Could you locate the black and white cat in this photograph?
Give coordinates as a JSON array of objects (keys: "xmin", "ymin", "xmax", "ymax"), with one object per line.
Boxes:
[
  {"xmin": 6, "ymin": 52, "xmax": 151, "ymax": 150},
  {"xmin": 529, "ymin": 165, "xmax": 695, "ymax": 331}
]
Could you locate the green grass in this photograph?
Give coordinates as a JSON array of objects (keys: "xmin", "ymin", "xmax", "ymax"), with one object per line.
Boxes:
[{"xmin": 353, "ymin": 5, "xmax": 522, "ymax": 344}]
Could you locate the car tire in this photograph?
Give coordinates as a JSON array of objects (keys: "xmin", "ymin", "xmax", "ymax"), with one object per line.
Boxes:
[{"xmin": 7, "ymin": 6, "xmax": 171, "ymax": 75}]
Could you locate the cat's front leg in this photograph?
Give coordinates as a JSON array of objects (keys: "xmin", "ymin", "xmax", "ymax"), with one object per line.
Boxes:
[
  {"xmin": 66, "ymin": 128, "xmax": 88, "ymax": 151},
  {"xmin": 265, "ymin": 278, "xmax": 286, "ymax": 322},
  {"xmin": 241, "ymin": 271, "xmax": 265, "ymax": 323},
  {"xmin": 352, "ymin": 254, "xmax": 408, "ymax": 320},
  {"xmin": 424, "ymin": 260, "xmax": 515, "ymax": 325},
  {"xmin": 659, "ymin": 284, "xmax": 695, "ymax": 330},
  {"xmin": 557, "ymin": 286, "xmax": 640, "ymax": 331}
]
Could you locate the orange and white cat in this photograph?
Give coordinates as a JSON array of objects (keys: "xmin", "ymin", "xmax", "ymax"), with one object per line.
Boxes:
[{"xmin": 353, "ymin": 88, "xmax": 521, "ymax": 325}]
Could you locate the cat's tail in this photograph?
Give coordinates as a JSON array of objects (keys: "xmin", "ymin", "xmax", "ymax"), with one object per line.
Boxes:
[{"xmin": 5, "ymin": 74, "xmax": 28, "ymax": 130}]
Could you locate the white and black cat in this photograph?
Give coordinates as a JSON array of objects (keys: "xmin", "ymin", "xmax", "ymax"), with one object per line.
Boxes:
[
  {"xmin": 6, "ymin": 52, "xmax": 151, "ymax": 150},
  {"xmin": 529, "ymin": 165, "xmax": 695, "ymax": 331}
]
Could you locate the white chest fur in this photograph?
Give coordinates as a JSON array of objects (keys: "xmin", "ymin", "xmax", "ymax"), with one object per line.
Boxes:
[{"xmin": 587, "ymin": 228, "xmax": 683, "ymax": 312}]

————————

What this task involves: Convert all of the material above into a JSON list of strings, with one string for each line and blank lines left out.

Solution below:
[
  "Could you locate the black and white cat in this photograph?",
  "Give coordinates as a JSON array of objects (keys: \"xmin\", \"ymin\", \"xmax\", \"ymax\"), with one object per line.",
  "Boxes:",
  "[",
  "  {\"xmin\": 6, \"ymin\": 52, \"xmax\": 151, \"ymax\": 150},",
  "  {\"xmin\": 529, \"ymin\": 165, \"xmax\": 695, \"ymax\": 331}",
  "]",
  "Could you locate the green grass in this photograph?",
  "Give coordinates as a JSON array of objects (keys: \"xmin\", \"ymin\", \"xmax\", \"ymax\"), with one object per line.",
  "Boxes:",
  "[{\"xmin\": 353, \"ymin\": 5, \"xmax\": 522, \"ymax\": 344}]",
  "Could you locate the car tire in this photograph?",
  "Give coordinates as a JSON array of objects (keys: \"xmin\", \"ymin\", \"xmax\", \"ymax\"), with one object per line.",
  "Boxes:",
  "[{\"xmin\": 7, \"ymin\": 6, \"xmax\": 171, \"ymax\": 75}]",
  "Could you locate the cat's front leg in this photograph?",
  "Give coordinates as a JSON array of objects (keys: \"xmin\", \"ymin\", \"xmax\", \"ymax\"), with one object per line.",
  "Boxes:",
  "[",
  "  {\"xmin\": 66, \"ymin\": 128, \"xmax\": 88, \"ymax\": 151},",
  "  {\"xmin\": 265, \"ymin\": 278, \"xmax\": 286, \"ymax\": 322},",
  "  {\"xmin\": 241, \"ymin\": 271, \"xmax\": 265, \"ymax\": 323},",
  "  {\"xmin\": 352, \"ymin\": 254, \"xmax\": 408, \"ymax\": 320},",
  "  {\"xmin\": 424, \"ymin\": 260, \"xmax\": 515, \"ymax\": 325},",
  "  {\"xmin\": 659, \"ymin\": 284, \"xmax\": 695, \"ymax\": 330},",
  "  {\"xmin\": 557, \"ymin\": 286, \"xmax\": 640, \"ymax\": 331}",
  "]",
  "Could you locate the orange and white cat in this photograph?",
  "Give coordinates as a JSON array of objects (keys: \"xmin\", \"ymin\", \"xmax\", \"ymax\"), with one object per line.",
  "Boxes:",
  "[{\"xmin\": 353, \"ymin\": 88, \"xmax\": 521, \"ymax\": 325}]",
  "Could you locate the cat's tail in this photograph?",
  "Give coordinates as a JSON array of objects (keys: \"xmin\", \"ymin\", \"xmax\", \"ymax\"), with one object per line.",
  "Boxes:",
  "[{\"xmin\": 5, \"ymin\": 74, \"xmax\": 28, \"ymax\": 130}]",
  "Could you locate the white and black cat in this photograph?",
  "Give coordinates as a JSON array of objects (keys: \"xmin\", \"ymin\", \"xmax\", \"ymax\"), with one object per line.",
  "Boxes:",
  "[",
  "  {\"xmin\": 6, \"ymin\": 52, \"xmax\": 151, \"ymax\": 150},",
  "  {\"xmin\": 529, \"ymin\": 165, \"xmax\": 695, \"ymax\": 331}",
  "]",
  "Could you locate the white chest fur in this photograph?",
  "Give coordinates as a JSON array of objects (keys: \"xmin\", \"ymin\", \"xmax\", \"ymax\"), with one object per line.",
  "Boxes:",
  "[{\"xmin\": 587, \"ymin\": 228, \"xmax\": 683, \"ymax\": 312}]"
]